# Assigned task
Exact copy, no pictures: restate each entry below word for word.

(Photo-based referring expression data)
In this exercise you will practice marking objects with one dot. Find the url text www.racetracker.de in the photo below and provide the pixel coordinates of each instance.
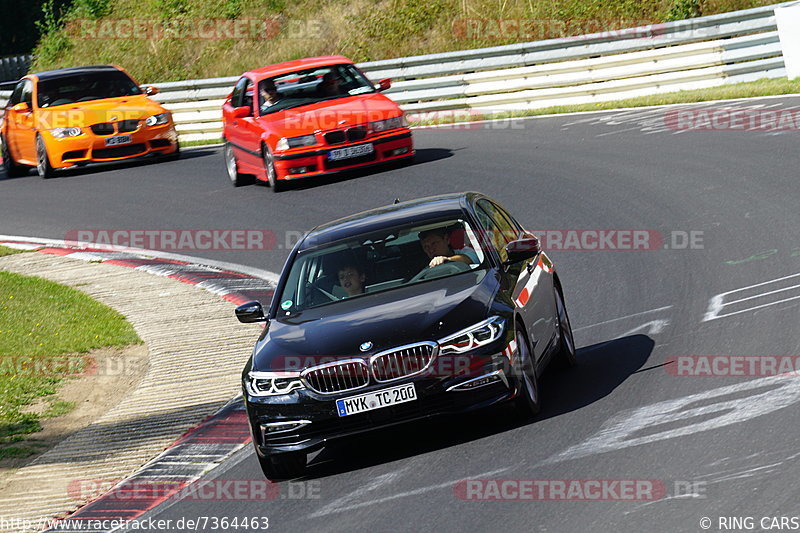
(198, 523)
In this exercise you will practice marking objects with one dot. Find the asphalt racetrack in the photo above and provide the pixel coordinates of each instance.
(724, 280)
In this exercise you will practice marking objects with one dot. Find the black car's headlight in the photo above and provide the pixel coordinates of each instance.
(157, 120)
(467, 339)
(296, 142)
(272, 383)
(388, 124)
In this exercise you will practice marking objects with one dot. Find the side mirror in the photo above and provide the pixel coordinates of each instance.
(250, 312)
(384, 84)
(521, 249)
(241, 112)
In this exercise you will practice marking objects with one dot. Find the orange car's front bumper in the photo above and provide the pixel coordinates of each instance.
(69, 151)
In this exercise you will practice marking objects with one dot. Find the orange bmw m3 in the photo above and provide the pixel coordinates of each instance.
(73, 116)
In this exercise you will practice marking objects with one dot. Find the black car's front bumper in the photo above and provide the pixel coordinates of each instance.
(317, 420)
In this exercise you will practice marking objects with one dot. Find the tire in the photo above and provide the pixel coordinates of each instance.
(527, 401)
(566, 342)
(237, 179)
(43, 167)
(283, 466)
(13, 170)
(174, 156)
(269, 169)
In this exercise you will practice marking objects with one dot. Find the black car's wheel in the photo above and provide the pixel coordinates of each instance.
(566, 349)
(237, 179)
(43, 166)
(12, 169)
(269, 169)
(527, 401)
(283, 466)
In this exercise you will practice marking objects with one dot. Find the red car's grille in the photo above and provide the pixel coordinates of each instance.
(356, 133)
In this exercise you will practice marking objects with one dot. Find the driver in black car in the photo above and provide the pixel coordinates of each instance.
(436, 244)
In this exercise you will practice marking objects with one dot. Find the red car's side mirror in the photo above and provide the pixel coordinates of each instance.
(241, 112)
(384, 84)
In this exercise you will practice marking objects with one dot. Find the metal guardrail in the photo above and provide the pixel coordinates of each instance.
(681, 55)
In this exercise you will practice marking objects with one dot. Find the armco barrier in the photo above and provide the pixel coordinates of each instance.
(681, 55)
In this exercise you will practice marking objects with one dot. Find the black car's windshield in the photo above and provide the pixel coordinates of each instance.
(309, 86)
(70, 89)
(380, 262)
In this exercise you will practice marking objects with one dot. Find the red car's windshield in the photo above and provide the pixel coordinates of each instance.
(310, 86)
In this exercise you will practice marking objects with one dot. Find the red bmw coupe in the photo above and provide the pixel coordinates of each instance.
(310, 117)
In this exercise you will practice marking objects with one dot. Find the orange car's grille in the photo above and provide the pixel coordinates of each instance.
(124, 126)
(103, 128)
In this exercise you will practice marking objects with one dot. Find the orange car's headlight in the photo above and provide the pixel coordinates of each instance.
(157, 120)
(61, 133)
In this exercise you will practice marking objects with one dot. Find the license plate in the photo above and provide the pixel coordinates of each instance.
(376, 400)
(350, 151)
(119, 139)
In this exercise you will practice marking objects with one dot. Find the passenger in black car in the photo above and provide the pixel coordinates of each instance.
(351, 279)
(436, 245)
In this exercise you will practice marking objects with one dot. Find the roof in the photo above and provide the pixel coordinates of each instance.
(428, 208)
(297, 64)
(72, 71)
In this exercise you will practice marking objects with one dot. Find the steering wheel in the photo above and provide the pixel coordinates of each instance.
(449, 267)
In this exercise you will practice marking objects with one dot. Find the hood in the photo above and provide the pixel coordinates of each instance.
(424, 311)
(330, 115)
(84, 114)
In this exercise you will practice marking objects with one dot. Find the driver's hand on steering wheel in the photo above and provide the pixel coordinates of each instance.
(438, 260)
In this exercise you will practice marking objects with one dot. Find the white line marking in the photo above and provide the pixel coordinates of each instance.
(328, 510)
(623, 318)
(707, 410)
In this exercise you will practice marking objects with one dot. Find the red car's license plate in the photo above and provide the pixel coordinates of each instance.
(350, 151)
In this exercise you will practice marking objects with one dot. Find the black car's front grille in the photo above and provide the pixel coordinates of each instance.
(103, 128)
(119, 151)
(125, 126)
(343, 376)
(402, 362)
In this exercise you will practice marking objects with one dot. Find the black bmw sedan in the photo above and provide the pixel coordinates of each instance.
(426, 307)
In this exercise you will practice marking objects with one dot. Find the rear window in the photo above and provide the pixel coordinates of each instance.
(70, 89)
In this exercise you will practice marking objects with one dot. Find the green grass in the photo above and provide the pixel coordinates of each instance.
(763, 87)
(363, 30)
(40, 321)
(4, 250)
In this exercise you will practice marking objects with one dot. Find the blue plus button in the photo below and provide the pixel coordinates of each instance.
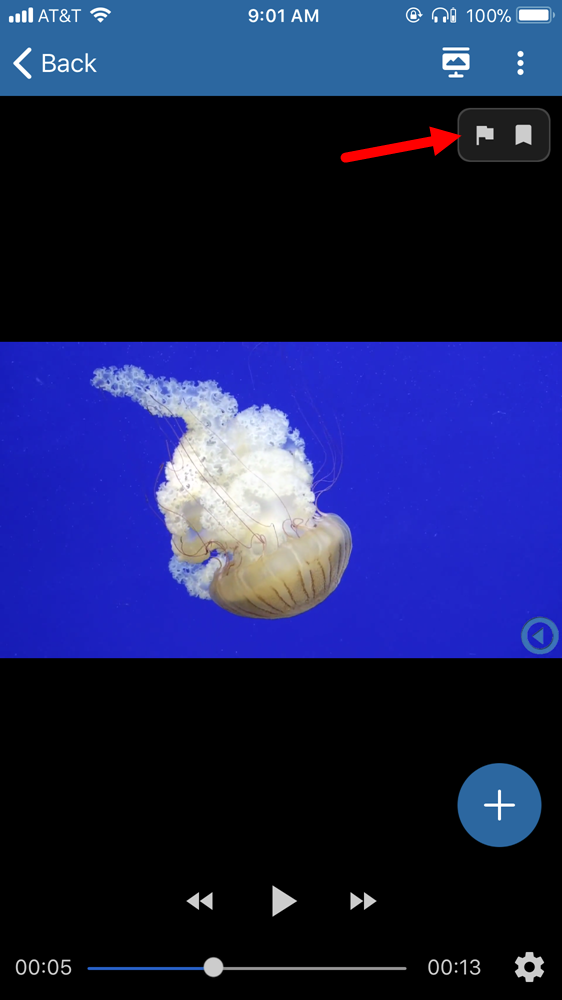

# Response to this task
In this exercise you will practice marking objects with one dot. Find the url text www.racetracker.de in the photo below and provide the pixel coordinates of each instance.
(198, 523)
In this exercise you will practice marking objects with one dot. Find the asphalt racetrack in the photo above and provide the pixel coordinates of each instance.
(724, 280)
In this exercise you will practice marking objects with one dot. Find the black car's headlight in the photo above and provide the pixel coordinates of each instance.
(157, 120)
(467, 339)
(296, 142)
(272, 383)
(388, 124)
In this exercise you will practice marking objects with one dot. Find the side mirror in the photo above and provide the pixel coordinates of each instance.
(250, 312)
(384, 84)
(521, 249)
(241, 112)
In this exercise you will practice marking objects with one dot. Find the orange car's front bumper in the photo above and provide the pixel coordinates of each instance.
(69, 151)
In this exercise you will practice marking objects with one dot. Find the orange bmw m3 in the photo above and provide the pixel coordinates of each instance.
(73, 116)
In this exercise you will practice marking objects with one dot. Find the black car's front bumper in the photo above and provide the pixel coordinates of each instance.
(317, 420)
In this exercise you will practice marking objects with one dot. Find the tire in the photo above and provide the pixel coordinates of each instance.
(527, 401)
(566, 342)
(237, 179)
(43, 167)
(283, 466)
(13, 170)
(174, 156)
(269, 169)
In this exercise you will practice marking objects with one dot. Find the black car's wheel in the photo above and provide the pixel coordinates of each instance.
(566, 349)
(237, 179)
(43, 166)
(12, 169)
(269, 169)
(527, 401)
(283, 466)
In this exercise you will practice marking objects with one dot. Find the red car's grille in the photo above and provide the pixel coordinates of each instance.
(356, 133)
In this exercise you will practice marking objects with one dot. Find the driver in black car in the photo above and provide the pixel coordinates of each instance.
(436, 244)
In this exercise you will practice marking objects with one dot. Find the red car's side mirror in the photo above and provide the pixel coordinates of each instance.
(241, 112)
(384, 84)
In this exercise you will practice marking objects with one dot. Find the metal guardrail in the photo above and provide the pixel coordinates of each instance.
(681, 55)
In this exercise you will practice marking objects with one dot. Find the armco barrier in the photo above and provide the pixel coordinates of each instance.
(681, 55)
In this exercise you will practice marking objects with one dot. Find the black car's windshield in the photo above and provide the pixel coordinates of each instance.
(309, 86)
(70, 89)
(380, 262)
In this exercise you will practice marking objects with one dot. Find the red car's windshield in the photo above and provide the pixel coordinates of each instance.
(310, 86)
In this exercise you will practice marking objects with one dot. Find the red bmw coupe in the photo above and provide the pixel coordinates of each instance.
(310, 117)
In this exercise you will practice marking objects with one dot. Find the orange car's grille in the photo above and provide the pixel coordinates of each instance.
(124, 126)
(103, 128)
In this exercise you will practice marking objects with one dot. Find the orange car's headlight in the photo above and provide the pixel coordinates of each instance.
(157, 120)
(61, 133)
In this exercise you will practice marking objects with one dot. Find the license plate in the photo above and provide the pixel coordinates of each instance.
(376, 400)
(350, 151)
(119, 139)
In this exercise you will practice marking objects with one dot. Find the passenger in black car in the photo above and provide the pixel coordinates of each instance.
(351, 279)
(436, 245)
In this exercise you will practice marking objects with one dot. Find the roof in the photo above and provide the pixel coordinates of each instance.
(428, 208)
(297, 64)
(72, 71)
In this exercise you will practice marking objects with one dot. Find the steering wheel in the photo above and provide the pixel coordinates of each instance.
(449, 267)
In this exercise you will practice marking objects with one dot. Find the hood in the photo above and provide the pixel coordinates of each instance.
(424, 311)
(330, 115)
(84, 114)
In this exercise you will practice marking objects with one dot. Find the driver's hand on steering wheel in the photo above and provide the pixel coordinates of each instance.
(438, 260)
In this exercise you will practice marking objects with one dot. Find the white line marking in the photo above and provide the pixel coordinates of each instance.
(328, 510)
(623, 318)
(707, 410)
In this exercise you will practice marking objects with one dot. Find the red car's license plate in the photo above and provide the pixel coordinates of each instance.
(350, 151)
In this exercise you will practice marking objects with one dot. Find the black car's front grille in the photo above and provide the pixel coordinates of each instance.
(103, 128)
(119, 151)
(125, 126)
(343, 376)
(402, 362)
In this exercise you will practice marking objects with one dot. Find the black bmw sedan in the photo above and provide the pixel coordinates of each instance.
(426, 307)
In this exercise you will practice marking objects with one dot. Find the rear window in the photo above and provide the pixel coordinates of each instance.
(70, 89)
In this exercise you will practice marking objects with one dot. Find the green grass in the photo above and provide the pixel coordinates of each instance.
(763, 87)
(363, 30)
(40, 321)
(4, 250)
In this exercise you will practice marking objects with one dot. Find the blue plus button in the photo below and provide the pixel coordinates of each instance.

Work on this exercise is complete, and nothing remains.